__EXERCISE DETAILS__. Show each line of the records in which the word "flower" occurs.
####
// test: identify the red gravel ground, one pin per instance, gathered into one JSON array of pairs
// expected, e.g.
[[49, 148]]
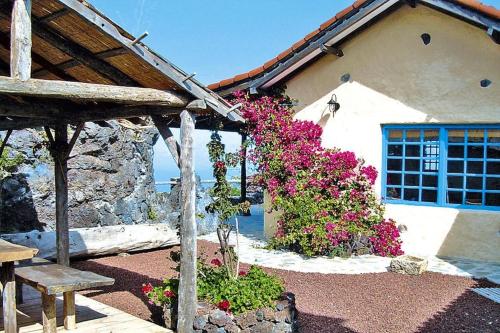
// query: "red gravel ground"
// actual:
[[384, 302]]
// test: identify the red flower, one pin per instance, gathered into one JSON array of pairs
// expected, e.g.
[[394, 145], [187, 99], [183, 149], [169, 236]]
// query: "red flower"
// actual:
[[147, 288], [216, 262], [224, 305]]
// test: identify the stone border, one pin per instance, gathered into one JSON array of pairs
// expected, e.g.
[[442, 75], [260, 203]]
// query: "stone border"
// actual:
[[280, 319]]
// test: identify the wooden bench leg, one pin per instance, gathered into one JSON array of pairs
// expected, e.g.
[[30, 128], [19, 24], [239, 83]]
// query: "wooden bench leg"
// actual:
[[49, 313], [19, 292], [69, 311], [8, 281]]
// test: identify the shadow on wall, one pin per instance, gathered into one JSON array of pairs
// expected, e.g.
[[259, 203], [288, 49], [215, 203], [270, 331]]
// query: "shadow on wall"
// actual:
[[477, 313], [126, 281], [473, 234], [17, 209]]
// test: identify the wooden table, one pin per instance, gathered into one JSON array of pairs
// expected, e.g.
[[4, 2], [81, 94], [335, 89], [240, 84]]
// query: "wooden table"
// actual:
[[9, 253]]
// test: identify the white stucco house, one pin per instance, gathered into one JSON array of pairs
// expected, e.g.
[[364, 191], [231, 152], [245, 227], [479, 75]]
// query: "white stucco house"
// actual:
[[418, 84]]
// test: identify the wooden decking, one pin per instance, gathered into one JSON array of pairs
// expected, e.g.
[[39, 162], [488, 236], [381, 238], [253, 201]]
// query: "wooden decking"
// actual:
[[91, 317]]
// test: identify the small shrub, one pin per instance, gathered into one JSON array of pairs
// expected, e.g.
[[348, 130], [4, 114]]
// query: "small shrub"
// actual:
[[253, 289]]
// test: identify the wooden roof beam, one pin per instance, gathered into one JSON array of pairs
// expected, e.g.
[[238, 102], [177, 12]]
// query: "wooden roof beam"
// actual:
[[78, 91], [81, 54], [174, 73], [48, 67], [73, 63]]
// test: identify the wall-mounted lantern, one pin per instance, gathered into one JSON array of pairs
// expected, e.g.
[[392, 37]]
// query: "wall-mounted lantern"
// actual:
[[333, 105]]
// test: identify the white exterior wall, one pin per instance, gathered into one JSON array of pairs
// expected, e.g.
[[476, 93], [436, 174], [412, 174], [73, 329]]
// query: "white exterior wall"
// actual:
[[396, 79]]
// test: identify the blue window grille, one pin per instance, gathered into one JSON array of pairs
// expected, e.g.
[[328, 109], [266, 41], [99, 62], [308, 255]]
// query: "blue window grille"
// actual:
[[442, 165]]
####
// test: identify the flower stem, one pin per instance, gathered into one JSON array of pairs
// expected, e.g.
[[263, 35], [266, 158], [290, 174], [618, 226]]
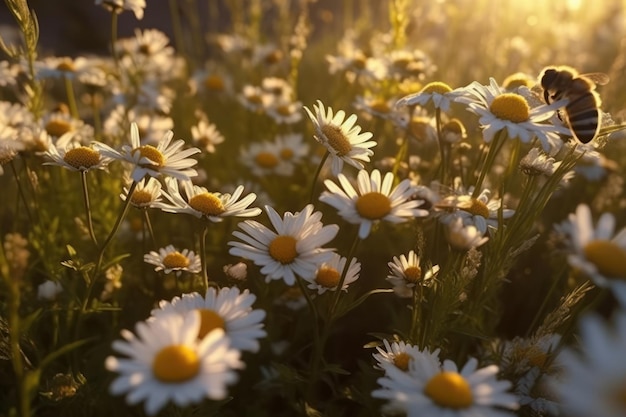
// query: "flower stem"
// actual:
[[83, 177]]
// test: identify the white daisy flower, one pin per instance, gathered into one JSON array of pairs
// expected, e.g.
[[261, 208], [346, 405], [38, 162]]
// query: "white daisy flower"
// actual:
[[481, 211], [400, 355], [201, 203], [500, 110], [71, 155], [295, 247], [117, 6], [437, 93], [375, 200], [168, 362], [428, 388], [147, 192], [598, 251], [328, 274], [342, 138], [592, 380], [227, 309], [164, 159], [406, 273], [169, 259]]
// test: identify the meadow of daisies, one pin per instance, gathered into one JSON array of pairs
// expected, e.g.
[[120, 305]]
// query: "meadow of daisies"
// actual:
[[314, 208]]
####
__WRITTEN ANSWER__.
// test: identify the red flower, one pin per instance, gathered into one JSON array of pairs
// query: "red flower"
// test: identify the flower stem, one pin per instance, gathered into one JSON array of pairs
// query: "flower stem"
// test: identify the white daisy flower, one pin per instance, gathered into one JSON array of pairs
// query: "white daisy flower"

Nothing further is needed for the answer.